- [Brief]: In the records below, find the line containing "Locate the white parchment", then extract that line and all subsequent lines exactly, leaving out everything else.

- [Task input]:
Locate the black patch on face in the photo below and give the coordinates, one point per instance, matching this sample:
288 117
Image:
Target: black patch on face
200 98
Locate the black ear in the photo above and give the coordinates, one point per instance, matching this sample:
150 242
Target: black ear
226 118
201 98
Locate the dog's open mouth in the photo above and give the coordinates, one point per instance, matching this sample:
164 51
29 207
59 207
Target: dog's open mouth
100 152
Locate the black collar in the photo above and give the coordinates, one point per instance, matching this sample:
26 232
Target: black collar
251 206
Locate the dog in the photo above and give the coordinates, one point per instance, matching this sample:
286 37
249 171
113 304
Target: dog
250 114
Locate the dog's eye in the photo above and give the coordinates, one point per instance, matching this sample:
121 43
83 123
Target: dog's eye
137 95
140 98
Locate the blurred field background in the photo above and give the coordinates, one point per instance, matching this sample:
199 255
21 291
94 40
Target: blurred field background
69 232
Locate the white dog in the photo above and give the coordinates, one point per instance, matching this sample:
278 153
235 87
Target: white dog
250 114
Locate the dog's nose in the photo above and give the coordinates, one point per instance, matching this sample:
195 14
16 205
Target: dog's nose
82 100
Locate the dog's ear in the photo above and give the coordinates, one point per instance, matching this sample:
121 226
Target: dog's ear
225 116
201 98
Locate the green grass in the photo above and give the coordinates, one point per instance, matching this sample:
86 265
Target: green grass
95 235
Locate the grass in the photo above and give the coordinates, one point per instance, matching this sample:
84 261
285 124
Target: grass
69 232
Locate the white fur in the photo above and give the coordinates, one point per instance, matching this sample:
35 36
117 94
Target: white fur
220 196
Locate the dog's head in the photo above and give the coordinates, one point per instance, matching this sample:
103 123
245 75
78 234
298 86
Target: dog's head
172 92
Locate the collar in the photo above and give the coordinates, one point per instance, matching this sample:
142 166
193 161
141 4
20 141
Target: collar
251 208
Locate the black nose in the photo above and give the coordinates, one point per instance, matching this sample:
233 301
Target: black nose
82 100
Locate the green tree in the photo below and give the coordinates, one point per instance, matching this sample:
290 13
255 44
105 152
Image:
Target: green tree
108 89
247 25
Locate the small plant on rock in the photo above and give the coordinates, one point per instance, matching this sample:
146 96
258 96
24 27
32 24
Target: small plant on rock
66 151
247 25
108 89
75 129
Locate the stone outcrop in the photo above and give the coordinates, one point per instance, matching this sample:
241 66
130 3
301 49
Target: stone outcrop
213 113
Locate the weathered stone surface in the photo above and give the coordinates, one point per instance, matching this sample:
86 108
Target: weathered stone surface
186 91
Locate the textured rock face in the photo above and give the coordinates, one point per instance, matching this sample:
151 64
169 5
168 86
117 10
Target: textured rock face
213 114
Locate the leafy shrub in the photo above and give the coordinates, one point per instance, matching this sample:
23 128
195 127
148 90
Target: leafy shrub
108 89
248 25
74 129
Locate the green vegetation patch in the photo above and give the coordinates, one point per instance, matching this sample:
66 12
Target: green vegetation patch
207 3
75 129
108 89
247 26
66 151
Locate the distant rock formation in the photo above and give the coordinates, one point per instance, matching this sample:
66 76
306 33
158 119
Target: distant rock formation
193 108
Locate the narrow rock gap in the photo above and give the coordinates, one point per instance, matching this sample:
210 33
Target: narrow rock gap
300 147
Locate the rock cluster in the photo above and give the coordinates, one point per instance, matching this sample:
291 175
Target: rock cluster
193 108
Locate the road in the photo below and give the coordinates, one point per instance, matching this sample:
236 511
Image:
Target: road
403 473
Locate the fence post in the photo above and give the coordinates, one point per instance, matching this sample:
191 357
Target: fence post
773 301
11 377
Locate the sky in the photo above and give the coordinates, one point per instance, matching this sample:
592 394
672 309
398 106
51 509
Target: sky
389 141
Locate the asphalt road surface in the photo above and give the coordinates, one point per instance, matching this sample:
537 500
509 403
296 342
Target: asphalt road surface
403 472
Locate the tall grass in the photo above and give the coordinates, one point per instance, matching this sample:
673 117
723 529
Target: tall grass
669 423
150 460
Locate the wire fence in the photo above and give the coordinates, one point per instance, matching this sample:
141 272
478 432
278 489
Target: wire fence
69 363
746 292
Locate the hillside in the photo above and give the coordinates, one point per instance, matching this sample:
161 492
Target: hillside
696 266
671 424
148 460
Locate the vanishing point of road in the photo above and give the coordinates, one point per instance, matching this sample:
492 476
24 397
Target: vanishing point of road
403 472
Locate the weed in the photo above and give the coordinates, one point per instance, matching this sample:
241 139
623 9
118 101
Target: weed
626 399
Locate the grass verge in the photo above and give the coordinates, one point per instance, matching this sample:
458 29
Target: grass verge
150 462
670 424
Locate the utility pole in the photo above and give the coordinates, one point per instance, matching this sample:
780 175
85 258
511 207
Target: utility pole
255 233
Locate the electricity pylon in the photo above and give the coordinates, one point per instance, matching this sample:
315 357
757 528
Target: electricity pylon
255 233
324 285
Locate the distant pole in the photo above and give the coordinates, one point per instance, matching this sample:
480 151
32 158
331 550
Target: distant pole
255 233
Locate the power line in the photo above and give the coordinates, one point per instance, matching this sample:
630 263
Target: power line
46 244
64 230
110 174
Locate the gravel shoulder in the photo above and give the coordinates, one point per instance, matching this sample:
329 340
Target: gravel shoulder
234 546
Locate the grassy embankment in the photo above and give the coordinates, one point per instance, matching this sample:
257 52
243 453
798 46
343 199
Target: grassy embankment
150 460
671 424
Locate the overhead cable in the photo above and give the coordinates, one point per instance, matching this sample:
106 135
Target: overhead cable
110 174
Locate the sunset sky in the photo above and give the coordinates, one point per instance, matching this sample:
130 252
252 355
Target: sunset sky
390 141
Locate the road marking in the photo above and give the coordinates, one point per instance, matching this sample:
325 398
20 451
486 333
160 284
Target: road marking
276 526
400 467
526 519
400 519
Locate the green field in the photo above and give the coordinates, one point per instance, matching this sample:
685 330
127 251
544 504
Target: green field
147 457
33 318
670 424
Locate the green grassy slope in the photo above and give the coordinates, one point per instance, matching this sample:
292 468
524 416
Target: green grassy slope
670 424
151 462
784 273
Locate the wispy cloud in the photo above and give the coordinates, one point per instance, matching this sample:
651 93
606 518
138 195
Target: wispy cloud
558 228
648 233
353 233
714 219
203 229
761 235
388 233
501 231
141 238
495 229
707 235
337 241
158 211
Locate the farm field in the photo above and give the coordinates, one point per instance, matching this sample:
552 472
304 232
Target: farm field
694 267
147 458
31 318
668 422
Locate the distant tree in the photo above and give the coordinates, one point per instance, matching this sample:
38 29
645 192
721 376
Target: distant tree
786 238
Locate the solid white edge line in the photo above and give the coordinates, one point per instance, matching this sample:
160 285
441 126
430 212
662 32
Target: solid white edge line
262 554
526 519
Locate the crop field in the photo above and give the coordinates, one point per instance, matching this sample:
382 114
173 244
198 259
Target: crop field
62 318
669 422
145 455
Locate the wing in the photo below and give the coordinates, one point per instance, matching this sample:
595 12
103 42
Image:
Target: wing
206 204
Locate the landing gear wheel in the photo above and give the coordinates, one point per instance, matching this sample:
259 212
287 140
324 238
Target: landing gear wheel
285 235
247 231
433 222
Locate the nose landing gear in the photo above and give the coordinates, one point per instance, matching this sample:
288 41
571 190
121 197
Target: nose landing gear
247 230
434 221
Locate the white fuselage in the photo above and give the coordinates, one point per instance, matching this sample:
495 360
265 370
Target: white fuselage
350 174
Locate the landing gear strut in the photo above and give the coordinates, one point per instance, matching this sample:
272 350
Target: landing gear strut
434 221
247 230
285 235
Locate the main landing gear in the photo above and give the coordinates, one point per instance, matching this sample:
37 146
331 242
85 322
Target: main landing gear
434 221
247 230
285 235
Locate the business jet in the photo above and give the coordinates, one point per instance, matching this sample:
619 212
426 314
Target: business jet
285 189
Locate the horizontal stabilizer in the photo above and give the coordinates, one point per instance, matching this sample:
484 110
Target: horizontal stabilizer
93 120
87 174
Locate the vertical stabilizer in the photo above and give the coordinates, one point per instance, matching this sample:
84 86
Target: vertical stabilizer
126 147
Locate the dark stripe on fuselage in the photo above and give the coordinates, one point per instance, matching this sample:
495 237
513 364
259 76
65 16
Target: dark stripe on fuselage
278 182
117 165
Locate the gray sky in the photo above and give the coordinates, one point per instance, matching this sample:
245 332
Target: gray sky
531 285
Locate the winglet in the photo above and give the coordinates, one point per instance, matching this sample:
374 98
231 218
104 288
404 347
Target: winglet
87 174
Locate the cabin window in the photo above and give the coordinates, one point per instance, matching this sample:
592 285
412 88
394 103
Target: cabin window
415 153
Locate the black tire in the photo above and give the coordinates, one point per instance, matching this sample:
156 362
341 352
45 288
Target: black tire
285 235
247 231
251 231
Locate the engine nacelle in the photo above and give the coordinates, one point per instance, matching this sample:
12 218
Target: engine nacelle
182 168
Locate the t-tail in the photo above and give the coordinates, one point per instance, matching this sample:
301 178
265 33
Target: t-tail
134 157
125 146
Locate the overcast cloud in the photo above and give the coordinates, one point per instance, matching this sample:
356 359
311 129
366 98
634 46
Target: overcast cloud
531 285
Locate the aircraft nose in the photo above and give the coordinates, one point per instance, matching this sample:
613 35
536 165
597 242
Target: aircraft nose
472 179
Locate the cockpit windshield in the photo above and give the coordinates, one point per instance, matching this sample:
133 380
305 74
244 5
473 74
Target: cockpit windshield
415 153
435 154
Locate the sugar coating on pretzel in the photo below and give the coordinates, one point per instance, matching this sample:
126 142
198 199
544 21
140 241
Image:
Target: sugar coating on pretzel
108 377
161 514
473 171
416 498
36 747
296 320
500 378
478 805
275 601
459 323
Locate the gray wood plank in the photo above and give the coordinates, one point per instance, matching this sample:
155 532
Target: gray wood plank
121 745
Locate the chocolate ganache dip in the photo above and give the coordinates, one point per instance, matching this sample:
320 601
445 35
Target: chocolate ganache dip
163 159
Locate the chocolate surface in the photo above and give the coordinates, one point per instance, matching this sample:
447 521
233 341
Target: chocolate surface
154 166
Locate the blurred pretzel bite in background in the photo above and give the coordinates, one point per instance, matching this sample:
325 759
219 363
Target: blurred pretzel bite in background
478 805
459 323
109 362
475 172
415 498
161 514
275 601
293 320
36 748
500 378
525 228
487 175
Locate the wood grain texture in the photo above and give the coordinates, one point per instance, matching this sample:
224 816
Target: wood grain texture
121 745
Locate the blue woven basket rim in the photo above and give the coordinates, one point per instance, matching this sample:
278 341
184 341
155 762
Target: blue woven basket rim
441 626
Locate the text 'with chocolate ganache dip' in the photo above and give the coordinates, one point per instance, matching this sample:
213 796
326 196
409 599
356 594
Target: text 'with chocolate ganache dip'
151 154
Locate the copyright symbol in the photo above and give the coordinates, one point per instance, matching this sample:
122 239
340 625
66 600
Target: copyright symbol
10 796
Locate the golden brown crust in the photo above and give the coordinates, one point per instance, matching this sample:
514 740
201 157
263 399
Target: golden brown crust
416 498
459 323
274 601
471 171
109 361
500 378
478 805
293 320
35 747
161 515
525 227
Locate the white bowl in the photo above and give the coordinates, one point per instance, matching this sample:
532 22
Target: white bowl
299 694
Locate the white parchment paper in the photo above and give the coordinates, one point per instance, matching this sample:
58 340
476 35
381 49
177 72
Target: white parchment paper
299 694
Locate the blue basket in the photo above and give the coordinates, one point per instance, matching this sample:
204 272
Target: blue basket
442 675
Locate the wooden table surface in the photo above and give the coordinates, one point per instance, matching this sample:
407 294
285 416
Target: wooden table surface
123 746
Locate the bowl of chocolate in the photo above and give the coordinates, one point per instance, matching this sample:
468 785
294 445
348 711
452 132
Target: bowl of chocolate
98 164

- [Solution for this task]:
Locate the white parchment paper in the photo above and give the coordinates, one point per instance, matching this sample:
58 340
476 35
381 49
177 72
Target: white parchment paper
299 694
Locate the blue basket in the photo above and give the coordinates, one point per instance, matching this sample:
204 272
Target: blue basket
442 675
Locate the wooden table surface in the photo above and give the coordinates, one point per instance, matching this sample:
407 294
285 416
Target: wooden table surface
123 746
Locate the bowl of chocolate in the photo above and give the coordinates, one point per instance, matching this sample:
468 785
294 445
348 711
452 132
Target: bowl of chocolate
98 164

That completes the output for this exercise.